[Stored data entries]
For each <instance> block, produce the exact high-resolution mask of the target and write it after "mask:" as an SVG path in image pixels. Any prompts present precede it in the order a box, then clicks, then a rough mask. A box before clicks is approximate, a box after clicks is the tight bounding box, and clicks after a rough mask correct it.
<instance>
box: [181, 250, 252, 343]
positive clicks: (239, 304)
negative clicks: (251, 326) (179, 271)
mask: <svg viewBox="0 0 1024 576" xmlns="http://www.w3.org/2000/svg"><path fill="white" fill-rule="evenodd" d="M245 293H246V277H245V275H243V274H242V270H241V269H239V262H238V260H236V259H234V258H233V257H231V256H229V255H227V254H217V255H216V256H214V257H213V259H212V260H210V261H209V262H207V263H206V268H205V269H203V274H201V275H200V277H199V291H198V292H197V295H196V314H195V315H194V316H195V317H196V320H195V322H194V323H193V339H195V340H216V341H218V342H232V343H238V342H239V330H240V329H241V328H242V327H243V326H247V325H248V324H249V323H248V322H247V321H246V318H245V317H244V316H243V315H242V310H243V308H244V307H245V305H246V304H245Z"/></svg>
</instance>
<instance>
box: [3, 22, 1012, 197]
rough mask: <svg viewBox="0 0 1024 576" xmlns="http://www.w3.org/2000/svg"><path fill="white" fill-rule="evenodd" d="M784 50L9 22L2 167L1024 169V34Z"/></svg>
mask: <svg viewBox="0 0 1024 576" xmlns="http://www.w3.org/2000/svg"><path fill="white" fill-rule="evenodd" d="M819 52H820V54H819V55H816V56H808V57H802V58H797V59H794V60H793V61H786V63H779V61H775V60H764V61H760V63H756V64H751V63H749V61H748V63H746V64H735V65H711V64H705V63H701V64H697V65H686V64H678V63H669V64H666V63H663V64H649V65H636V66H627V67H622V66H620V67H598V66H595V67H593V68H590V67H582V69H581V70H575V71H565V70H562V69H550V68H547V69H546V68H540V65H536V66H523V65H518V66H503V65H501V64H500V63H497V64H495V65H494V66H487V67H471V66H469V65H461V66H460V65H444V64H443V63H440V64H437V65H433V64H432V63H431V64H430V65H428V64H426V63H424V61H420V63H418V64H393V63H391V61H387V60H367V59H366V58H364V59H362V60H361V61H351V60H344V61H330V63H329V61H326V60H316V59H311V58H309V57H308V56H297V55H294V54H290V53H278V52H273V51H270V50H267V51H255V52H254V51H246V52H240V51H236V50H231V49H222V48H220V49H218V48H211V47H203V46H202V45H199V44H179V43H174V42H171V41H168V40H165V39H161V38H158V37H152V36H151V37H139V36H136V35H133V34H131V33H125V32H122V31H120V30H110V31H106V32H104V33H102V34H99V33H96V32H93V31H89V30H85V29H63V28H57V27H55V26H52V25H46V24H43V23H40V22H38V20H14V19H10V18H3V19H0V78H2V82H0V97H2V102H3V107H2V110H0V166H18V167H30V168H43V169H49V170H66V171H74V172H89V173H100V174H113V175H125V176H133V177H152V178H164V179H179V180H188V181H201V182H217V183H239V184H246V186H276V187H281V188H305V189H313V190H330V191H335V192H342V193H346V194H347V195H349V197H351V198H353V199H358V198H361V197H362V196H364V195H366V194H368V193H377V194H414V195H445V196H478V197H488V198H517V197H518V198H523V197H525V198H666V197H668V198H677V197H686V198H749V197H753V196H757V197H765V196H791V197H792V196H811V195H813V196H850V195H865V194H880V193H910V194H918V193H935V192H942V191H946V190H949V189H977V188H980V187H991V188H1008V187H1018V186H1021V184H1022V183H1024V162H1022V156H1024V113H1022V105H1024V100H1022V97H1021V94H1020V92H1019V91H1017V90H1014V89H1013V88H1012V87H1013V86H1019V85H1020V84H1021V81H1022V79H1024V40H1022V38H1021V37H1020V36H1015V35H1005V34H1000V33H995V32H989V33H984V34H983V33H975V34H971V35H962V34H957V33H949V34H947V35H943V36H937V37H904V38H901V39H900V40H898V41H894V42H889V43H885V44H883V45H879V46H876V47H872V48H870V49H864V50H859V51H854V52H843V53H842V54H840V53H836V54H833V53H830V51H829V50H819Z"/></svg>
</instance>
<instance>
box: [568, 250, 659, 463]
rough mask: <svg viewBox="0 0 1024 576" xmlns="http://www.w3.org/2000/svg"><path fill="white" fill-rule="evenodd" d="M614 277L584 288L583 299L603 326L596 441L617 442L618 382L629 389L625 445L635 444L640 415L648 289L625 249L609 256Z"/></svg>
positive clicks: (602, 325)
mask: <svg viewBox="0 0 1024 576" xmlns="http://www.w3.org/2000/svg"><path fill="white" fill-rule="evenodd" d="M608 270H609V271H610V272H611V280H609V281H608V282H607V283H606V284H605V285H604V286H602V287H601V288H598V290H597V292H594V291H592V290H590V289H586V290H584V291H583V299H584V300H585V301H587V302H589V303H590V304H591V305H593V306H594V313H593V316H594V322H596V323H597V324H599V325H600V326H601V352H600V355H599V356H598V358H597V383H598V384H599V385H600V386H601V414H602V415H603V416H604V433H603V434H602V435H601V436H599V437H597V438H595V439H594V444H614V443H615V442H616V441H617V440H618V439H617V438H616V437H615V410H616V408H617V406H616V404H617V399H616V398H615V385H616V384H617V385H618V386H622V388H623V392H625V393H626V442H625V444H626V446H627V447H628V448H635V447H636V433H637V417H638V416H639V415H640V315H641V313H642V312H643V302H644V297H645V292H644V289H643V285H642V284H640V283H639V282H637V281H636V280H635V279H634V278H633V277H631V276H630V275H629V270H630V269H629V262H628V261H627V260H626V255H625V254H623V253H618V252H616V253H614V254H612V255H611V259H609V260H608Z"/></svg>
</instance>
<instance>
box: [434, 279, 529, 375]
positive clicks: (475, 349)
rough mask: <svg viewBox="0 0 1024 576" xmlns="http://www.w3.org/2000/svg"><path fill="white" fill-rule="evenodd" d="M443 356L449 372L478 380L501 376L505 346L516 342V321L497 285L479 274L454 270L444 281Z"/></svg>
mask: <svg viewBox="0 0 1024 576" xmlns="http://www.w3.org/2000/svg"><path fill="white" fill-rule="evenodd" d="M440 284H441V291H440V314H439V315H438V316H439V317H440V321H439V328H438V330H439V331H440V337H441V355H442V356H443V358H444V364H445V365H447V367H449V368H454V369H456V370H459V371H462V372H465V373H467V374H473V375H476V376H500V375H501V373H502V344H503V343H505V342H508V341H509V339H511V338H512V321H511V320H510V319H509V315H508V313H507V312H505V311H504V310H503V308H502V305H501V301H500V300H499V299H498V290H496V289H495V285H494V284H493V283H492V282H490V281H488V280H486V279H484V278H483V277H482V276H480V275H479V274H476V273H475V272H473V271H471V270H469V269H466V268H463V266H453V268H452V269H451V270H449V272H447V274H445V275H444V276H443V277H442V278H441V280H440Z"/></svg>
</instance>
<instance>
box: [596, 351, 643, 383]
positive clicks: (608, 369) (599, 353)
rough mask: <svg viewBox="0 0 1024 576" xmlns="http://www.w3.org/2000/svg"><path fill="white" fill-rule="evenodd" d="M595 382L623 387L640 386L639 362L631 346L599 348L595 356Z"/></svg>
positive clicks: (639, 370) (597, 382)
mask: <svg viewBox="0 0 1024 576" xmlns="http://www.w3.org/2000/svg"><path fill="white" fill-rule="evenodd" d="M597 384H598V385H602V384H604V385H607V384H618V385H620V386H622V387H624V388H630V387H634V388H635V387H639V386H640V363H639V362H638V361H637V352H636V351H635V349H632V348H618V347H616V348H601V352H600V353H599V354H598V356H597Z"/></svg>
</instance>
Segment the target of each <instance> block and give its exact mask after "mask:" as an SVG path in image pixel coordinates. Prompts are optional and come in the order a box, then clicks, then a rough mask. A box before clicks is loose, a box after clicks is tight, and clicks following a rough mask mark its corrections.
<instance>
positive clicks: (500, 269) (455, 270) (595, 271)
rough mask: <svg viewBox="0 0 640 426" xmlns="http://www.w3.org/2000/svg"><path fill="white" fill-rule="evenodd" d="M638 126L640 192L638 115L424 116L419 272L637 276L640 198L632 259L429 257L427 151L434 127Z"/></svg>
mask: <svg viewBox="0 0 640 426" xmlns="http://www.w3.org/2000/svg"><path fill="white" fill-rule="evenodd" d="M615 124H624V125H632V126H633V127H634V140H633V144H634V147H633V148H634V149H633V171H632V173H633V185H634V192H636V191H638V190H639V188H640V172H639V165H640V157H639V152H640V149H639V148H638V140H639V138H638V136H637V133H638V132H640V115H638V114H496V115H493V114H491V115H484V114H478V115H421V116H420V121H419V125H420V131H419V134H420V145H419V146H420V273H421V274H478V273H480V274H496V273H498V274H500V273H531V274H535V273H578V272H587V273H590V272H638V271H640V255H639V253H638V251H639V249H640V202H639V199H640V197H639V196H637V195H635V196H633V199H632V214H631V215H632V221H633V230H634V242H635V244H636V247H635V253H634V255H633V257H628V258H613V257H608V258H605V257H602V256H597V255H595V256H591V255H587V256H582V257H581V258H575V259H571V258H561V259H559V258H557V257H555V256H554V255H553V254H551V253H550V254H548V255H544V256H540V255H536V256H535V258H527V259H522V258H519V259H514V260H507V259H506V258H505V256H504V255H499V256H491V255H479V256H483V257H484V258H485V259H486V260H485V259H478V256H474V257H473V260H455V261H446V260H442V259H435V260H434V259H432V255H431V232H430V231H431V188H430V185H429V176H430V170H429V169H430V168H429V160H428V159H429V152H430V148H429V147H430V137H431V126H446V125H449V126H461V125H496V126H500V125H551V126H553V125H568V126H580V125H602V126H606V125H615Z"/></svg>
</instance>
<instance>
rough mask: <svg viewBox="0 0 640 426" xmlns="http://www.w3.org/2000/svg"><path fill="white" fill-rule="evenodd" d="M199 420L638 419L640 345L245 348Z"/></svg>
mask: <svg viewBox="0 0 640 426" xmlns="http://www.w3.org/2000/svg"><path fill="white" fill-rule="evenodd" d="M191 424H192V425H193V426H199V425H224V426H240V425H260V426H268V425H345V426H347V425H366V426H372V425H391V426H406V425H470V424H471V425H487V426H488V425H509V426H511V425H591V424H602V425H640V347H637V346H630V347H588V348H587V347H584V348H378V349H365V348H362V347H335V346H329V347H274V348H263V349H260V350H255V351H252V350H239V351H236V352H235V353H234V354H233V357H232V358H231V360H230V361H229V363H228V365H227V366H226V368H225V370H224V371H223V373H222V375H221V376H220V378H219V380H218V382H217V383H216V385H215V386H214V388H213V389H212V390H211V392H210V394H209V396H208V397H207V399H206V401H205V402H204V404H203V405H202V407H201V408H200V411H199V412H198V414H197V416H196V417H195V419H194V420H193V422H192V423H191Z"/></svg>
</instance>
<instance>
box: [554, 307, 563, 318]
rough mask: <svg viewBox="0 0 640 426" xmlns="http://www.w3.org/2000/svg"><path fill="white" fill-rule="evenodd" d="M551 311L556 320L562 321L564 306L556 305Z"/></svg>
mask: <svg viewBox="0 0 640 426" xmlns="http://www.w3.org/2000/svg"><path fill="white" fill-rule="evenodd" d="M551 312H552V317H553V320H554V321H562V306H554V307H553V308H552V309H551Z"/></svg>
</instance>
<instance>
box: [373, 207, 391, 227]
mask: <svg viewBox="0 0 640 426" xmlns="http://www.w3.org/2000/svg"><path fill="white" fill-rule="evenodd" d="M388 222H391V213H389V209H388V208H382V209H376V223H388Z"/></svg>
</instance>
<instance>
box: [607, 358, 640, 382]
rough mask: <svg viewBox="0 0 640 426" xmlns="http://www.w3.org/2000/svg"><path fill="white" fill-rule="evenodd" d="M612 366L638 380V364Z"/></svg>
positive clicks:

Work to be completed:
Lines with the string "block" in the data above: say how many there are, giving the number alone.

Task response:
2